#### [DATA SHOWN]
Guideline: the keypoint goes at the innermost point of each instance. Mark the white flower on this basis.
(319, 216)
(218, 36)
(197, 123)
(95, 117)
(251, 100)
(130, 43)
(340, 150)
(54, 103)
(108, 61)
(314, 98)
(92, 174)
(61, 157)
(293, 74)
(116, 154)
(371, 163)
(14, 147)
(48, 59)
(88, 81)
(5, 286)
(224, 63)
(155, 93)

#### [TASK OBJECTIVE]
Print out the whole of the material above exactly.

#### [ANSWER SPACE]
Guideline: the keypoint goes at the innermost point of each instance. Mark the white flower on this basis.
(319, 216)
(218, 36)
(197, 123)
(95, 117)
(251, 100)
(130, 43)
(340, 150)
(54, 103)
(108, 61)
(314, 98)
(92, 174)
(61, 157)
(293, 74)
(116, 154)
(371, 163)
(14, 147)
(48, 59)
(88, 81)
(5, 286)
(224, 63)
(155, 93)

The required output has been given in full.